▸ **What the task requires**:
Word for word, reproduce the listing that follows, excluding any pictures it contains.

▸ **Given entries**:
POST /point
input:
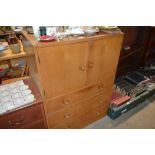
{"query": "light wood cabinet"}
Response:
(76, 77)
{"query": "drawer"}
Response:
(70, 99)
(70, 112)
(21, 117)
(40, 124)
(85, 119)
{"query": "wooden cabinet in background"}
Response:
(133, 46)
(76, 77)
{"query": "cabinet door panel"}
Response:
(63, 68)
(103, 58)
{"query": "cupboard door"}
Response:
(63, 68)
(51, 68)
(95, 58)
(111, 57)
(103, 58)
(75, 61)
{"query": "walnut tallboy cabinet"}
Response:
(75, 76)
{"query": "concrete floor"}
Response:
(141, 117)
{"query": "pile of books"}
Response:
(131, 90)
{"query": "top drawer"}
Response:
(69, 99)
(21, 117)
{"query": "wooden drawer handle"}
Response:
(16, 123)
(100, 101)
(101, 87)
(98, 113)
(82, 68)
(66, 101)
(67, 116)
(90, 64)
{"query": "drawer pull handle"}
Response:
(101, 87)
(16, 123)
(66, 101)
(98, 113)
(67, 116)
(100, 101)
(82, 68)
(90, 64)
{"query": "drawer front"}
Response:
(36, 125)
(70, 99)
(85, 119)
(74, 111)
(22, 117)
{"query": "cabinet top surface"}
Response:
(69, 40)
(8, 54)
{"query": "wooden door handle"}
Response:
(91, 64)
(82, 68)
(66, 101)
(67, 116)
(100, 101)
(98, 113)
(101, 87)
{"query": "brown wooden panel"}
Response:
(85, 119)
(71, 99)
(40, 124)
(75, 111)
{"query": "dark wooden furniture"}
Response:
(132, 49)
(30, 116)
(149, 50)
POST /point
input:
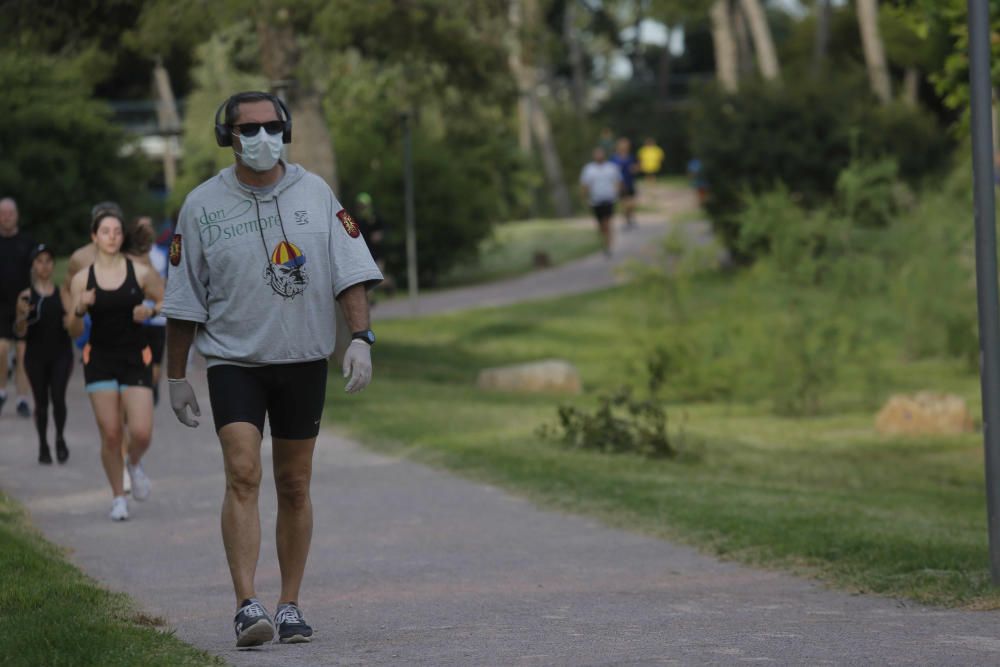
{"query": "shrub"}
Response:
(620, 424)
(61, 152)
(802, 135)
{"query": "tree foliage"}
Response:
(61, 151)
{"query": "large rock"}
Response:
(924, 413)
(551, 375)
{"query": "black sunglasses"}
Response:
(271, 127)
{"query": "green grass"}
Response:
(510, 250)
(825, 495)
(51, 614)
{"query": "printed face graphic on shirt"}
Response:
(286, 272)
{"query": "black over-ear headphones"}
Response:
(223, 131)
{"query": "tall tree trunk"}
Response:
(572, 38)
(724, 43)
(515, 61)
(521, 13)
(638, 63)
(551, 162)
(663, 72)
(168, 122)
(312, 145)
(767, 57)
(822, 44)
(871, 41)
(744, 49)
(911, 86)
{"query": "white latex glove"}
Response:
(358, 364)
(182, 397)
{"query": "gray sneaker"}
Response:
(252, 624)
(292, 627)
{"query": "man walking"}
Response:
(260, 252)
(601, 183)
(15, 277)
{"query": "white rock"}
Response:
(550, 375)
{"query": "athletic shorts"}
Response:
(291, 395)
(7, 314)
(157, 341)
(116, 370)
(603, 210)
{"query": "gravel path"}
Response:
(412, 566)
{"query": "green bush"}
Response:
(620, 424)
(61, 152)
(802, 135)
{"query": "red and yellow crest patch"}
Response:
(175, 250)
(350, 226)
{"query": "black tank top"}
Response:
(111, 325)
(47, 335)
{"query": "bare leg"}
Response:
(240, 514)
(109, 422)
(292, 475)
(137, 407)
(5, 344)
(606, 233)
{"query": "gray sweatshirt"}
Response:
(259, 272)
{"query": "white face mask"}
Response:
(260, 151)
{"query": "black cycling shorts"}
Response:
(291, 395)
(157, 337)
(603, 210)
(8, 314)
(116, 370)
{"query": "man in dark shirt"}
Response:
(15, 276)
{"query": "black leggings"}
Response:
(49, 375)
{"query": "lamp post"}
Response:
(986, 263)
(411, 224)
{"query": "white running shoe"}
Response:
(140, 483)
(119, 509)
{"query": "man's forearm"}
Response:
(354, 302)
(180, 335)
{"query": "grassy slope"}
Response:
(51, 614)
(510, 251)
(825, 495)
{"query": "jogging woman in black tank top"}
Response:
(48, 358)
(117, 360)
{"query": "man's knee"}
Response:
(293, 490)
(243, 477)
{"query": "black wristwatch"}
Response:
(367, 335)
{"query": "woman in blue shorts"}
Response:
(117, 360)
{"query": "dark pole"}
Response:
(411, 225)
(986, 263)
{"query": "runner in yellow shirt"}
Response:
(650, 159)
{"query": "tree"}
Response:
(871, 40)
(61, 151)
(822, 43)
(767, 59)
(524, 19)
(724, 40)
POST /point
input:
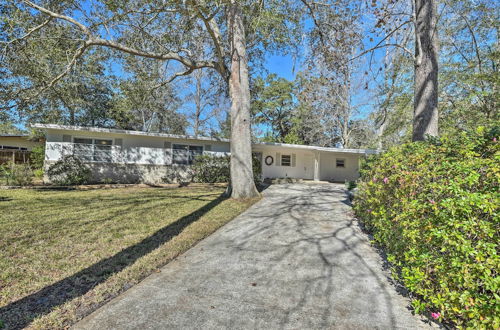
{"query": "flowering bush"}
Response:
(69, 171)
(433, 206)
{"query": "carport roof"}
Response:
(200, 138)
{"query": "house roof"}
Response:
(200, 138)
(124, 131)
(14, 135)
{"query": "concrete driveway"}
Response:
(295, 260)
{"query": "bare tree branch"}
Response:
(29, 33)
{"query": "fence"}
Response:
(16, 156)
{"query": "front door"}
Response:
(308, 167)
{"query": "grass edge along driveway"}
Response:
(63, 254)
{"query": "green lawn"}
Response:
(64, 253)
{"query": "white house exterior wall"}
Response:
(136, 157)
(303, 169)
(329, 171)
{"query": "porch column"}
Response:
(317, 159)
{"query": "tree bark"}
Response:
(197, 101)
(242, 181)
(425, 107)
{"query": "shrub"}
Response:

▸ **Worked solution**:
POST /point
input:
{"query": "light wood cabinet"}
Response:
(76, 77)
{"query": "drawer"}
Response:
(70, 99)
(70, 112)
(21, 117)
(40, 124)
(85, 119)
{"query": "wooden cabinet in background"}
Response:
(133, 46)
(76, 77)
{"query": "cabinet door panel"}
Response:
(63, 68)
(103, 58)
{"query": "cupboard door"}
Response:
(63, 68)
(51, 68)
(95, 58)
(111, 57)
(103, 58)
(75, 61)
{"query": "walnut tallboy cabinet"}
Response:
(75, 76)
{"query": "concrete floor"}
Response:
(141, 117)
{"query": "pile of books"}
Response:
(131, 90)
{"query": "top drawer"}
Response:
(69, 99)
(21, 117)
{"query": "wooden drawer handle"}
Response:
(16, 123)
(100, 101)
(101, 87)
(98, 113)
(82, 68)
(66, 101)
(67, 116)
(90, 64)
{"query": "drawer pull handle"}
Response:
(101, 87)
(16, 123)
(66, 101)
(98, 113)
(67, 116)
(100, 101)
(82, 68)
(90, 64)
{"query": "drawer front"}
Response:
(36, 125)
(70, 99)
(85, 119)
(74, 111)
(22, 117)
{"query": "cabinet top surface"}
Response:
(69, 40)
(8, 54)
{"query": "wooden door handle"}
Response:
(91, 64)
(82, 68)
(66, 101)
(67, 116)
(100, 101)
(98, 113)
(101, 87)
{"query": "brown wooden panel"}
Response:
(85, 119)
(71, 99)
(40, 124)
(75, 111)
{"query": "dark wooden furniture"}
Response:
(132, 49)
(30, 116)
(149, 50)
POST /point
input:
{"query": "shrub"}
Response:
(620, 424)
(61, 152)
(802, 135)
{"query": "tree foliage"}
Response:
(61, 151)
{"query": "large rock"}
Response:
(924, 413)
(551, 375)
{"query": "black sunglasses"}
Response:
(271, 127)
{"query": "green grass"}
Response:
(510, 250)
(825, 495)
(51, 614)
{"query": "printed face graphic on shirt"}
Response:
(286, 272)
{"query": "black over-ear headphones"}
Response:
(223, 131)
{"query": "tall tree trunk"}
Response:
(572, 38)
(724, 43)
(515, 61)
(521, 13)
(638, 63)
(551, 162)
(663, 72)
(168, 122)
(312, 145)
(767, 57)
(822, 44)
(871, 41)
(744, 49)
(911, 86)
{"query": "white latex glove"}
Response:
(358, 364)
(182, 397)
{"query": "gray sneaker"}
Response:
(252, 624)
(292, 627)
{"query": "man walking"}
Response:
(260, 252)
(601, 183)
(15, 277)
{"query": "white rock"}
Response:
(550, 375)
{"query": "athletic shorts"}
Response:
(291, 395)
(7, 314)
(157, 341)
(116, 370)
(603, 210)
{"query": "gravel path"}
Response:
(412, 566)
{"query": "green bush"}
Response:
(620, 424)
(61, 152)
(802, 135)
{"query": "red and yellow crest patch"}
Response:
(175, 250)
(350, 226)
{"query": "black tank top"}
Response:
(111, 325)
(47, 335)
{"query": "bare leg"}
Response:
(240, 514)
(109, 422)
(292, 475)
(137, 407)
(5, 344)
(606, 233)
{"query": "gray sweatshirt"}
Response:
(259, 272)
{"query": "white face mask"}
Response:
(260, 151)
{"query": "black cycling shorts"}
Response:
(291, 395)
(157, 337)
(603, 210)
(8, 314)
(116, 370)
{"query": "man in dark shirt"}
Response:
(15, 276)
{"query": "black leggings"}
Response:
(49, 375)
{"query": "lamp post"}
Response:
(986, 263)
(411, 224)
{"query": "white running shoe"}
Response:
(140, 483)
(119, 509)
{"query": "man's forearm"}
Response:
(354, 302)
(180, 335)
{"query": "grassy slope"}
Response:
(51, 614)
(510, 251)
(825, 495)
{"query": "jogging woman in black tank top"}
Response:
(48, 358)
(117, 360)
{"query": "man's knee"}
Response:
(293, 490)
(243, 477)
{"query": "black wristwatch"}
Response:
(367, 335)
{"query": "woman in blue shorts"}
Response:
(117, 360)
{"query": "dark pole"}
Response:
(411, 225)
(986, 263)
{"query": "runner in yellow shirt"}
Response:
(650, 159)
{"query": "tree"}
Response:
(871, 40)
(61, 151)
(822, 43)
(767, 59)
(524, 19)
(724, 40)
POST /point
input:
{"query": "flowering bush"}
Response:
(69, 171)
(433, 206)
{"query": "carport roof"}
Response:
(200, 138)
{"query": "house roof"}
Response:
(200, 138)
(124, 131)
(14, 135)
{"query": "concrete driveway"}
Response:
(295, 260)
{"query": "bare tree branch"}
Response:
(29, 33)
{"query": "fence"}
Response:
(16, 156)
{"query": "front door"}
Response:
(308, 167)
{"query": "grass edge along driveway"}
Response:
(63, 254)
{"query": "green lawn"}
Response:
(64, 253)
{"query": "white house exterior wall"}
Response:
(136, 157)
(303, 169)
(329, 171)
{"query": "porch column"}
Response:
(317, 159)
{"query": "tree bark"}
Response:
(197, 101)
(242, 181)
(425, 107)
{"query": "shrub"}
Response:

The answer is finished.